* **EXERCISE DETAILS**
Copy out the entries below word for word, without the pictures.

------------------------

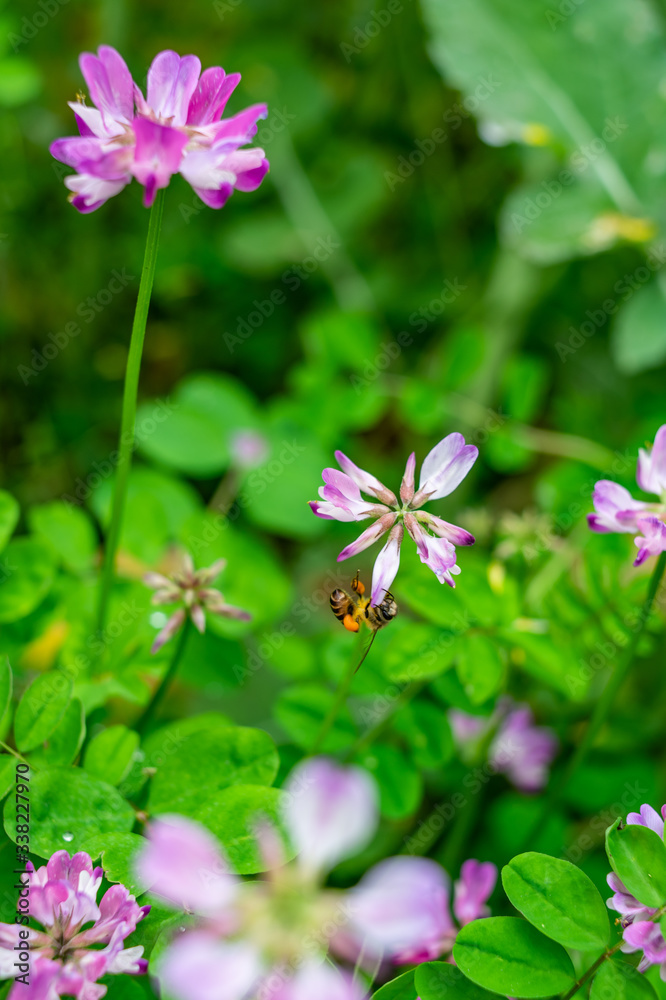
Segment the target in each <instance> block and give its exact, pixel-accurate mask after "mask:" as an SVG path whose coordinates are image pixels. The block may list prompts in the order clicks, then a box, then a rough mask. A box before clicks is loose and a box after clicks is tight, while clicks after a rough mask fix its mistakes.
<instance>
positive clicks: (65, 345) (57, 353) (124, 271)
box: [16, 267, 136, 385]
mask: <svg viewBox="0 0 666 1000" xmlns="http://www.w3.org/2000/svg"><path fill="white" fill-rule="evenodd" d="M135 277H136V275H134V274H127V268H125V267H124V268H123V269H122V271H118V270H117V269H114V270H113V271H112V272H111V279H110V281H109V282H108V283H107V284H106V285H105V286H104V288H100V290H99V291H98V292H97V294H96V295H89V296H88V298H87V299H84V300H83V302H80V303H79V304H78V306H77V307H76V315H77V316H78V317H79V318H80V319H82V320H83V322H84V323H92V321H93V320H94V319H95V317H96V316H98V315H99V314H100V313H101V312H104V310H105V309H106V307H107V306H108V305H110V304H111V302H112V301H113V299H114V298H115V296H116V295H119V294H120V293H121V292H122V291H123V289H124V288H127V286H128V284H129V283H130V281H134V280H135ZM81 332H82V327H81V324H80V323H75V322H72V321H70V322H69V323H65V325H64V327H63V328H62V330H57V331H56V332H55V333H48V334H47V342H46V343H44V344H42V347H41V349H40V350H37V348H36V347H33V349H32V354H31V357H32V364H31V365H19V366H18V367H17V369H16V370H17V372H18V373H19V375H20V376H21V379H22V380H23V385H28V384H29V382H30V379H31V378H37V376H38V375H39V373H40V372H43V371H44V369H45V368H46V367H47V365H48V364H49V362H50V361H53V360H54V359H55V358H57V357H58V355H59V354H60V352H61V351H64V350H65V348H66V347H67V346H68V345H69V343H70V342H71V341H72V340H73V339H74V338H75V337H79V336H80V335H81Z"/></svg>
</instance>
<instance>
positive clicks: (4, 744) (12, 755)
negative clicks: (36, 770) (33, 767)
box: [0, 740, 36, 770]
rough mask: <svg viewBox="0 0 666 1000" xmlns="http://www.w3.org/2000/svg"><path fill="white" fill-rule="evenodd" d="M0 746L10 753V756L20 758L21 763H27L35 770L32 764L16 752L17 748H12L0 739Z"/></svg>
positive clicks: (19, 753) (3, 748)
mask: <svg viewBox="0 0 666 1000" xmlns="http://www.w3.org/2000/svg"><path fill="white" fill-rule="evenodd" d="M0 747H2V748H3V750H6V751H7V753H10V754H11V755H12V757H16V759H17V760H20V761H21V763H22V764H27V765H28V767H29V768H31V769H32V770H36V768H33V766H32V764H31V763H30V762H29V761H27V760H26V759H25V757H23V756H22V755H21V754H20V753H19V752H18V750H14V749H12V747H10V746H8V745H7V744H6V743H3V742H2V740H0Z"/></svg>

------------------------

* **OUTPUT**
Segment the target in each <instance> block and give its exact, pixel-accurate mask after "mask:" as an SVG path whose coordinates are image pixels. The block may list prompts in the order clicks, then a box, then a rough mask. A box before clicks is loose and a box after clicks is tight, while clicks after a rough mask fix its mistakes.
<instance>
positive clicks: (65, 345) (57, 353) (124, 271)
box: [16, 267, 136, 385]
mask: <svg viewBox="0 0 666 1000" xmlns="http://www.w3.org/2000/svg"><path fill="white" fill-rule="evenodd" d="M135 277H136V275H134V274H127V268H125V267H124V268H123V269H122V271H118V270H117V269H114V270H113V271H112V272H111V279H110V281H109V282H108V283H107V284H106V285H105V286H104V288H100V290H99V291H98V292H97V294H96V295H89V296H88V298H87V299H84V300H83V302H80V303H79V304H78V306H77V307H76V315H77V316H78V317H79V318H80V319H82V320H83V322H84V323H92V321H93V320H94V319H95V317H96V316H98V315H99V314H100V313H101V312H104V310H105V309H106V307H107V306H108V305H110V304H111V302H112V301H113V299H114V298H115V296H116V295H119V294H120V293H121V292H122V291H123V289H124V288H127V286H128V284H129V283H130V281H134V280H135ZM81 332H82V327H81V324H80V323H75V322H72V321H70V322H69V323H65V325H64V327H63V328H62V330H57V331H56V332H55V333H48V334H47V342H46V343H44V344H42V347H41V349H40V350H37V348H36V347H33V349H32V354H31V357H32V364H31V365H19V366H18V367H17V369H16V370H17V372H18V373H19V375H20V376H21V379H22V380H23V385H28V384H29V382H30V379H31V378H37V376H38V375H39V373H40V372H43V371H44V369H45V368H46V367H47V365H48V364H49V362H50V361H53V360H54V359H55V358H57V357H58V355H59V354H60V352H61V351H64V350H65V348H66V347H67V346H68V345H69V343H70V342H71V341H72V340H73V339H74V338H75V337H79V336H80V335H81Z"/></svg>
</instance>
<instance>
positive clicks: (4, 744) (12, 755)
negative clicks: (36, 770) (33, 767)
box: [0, 740, 36, 770]
rough mask: <svg viewBox="0 0 666 1000" xmlns="http://www.w3.org/2000/svg"><path fill="white" fill-rule="evenodd" d="M0 746L10 753V756L20 758L21 763H27L35 770L32 764L16 752L17 748H12L0 739Z"/></svg>
positive clicks: (19, 753) (3, 748)
mask: <svg viewBox="0 0 666 1000" xmlns="http://www.w3.org/2000/svg"><path fill="white" fill-rule="evenodd" d="M0 747H2V748H3V750H6V751H7V753H10V754H11V755H12V757H16V759H17V760H20V761H21V763H22V764H27V765H28V767H29V768H31V769H32V770H36V768H33V766H32V764H31V763H30V762H29V761H27V760H26V759H25V757H23V756H22V755H21V754H20V753H19V752H18V750H14V749H12V747H10V746H8V745H7V744H6V743H3V742H2V740H0Z"/></svg>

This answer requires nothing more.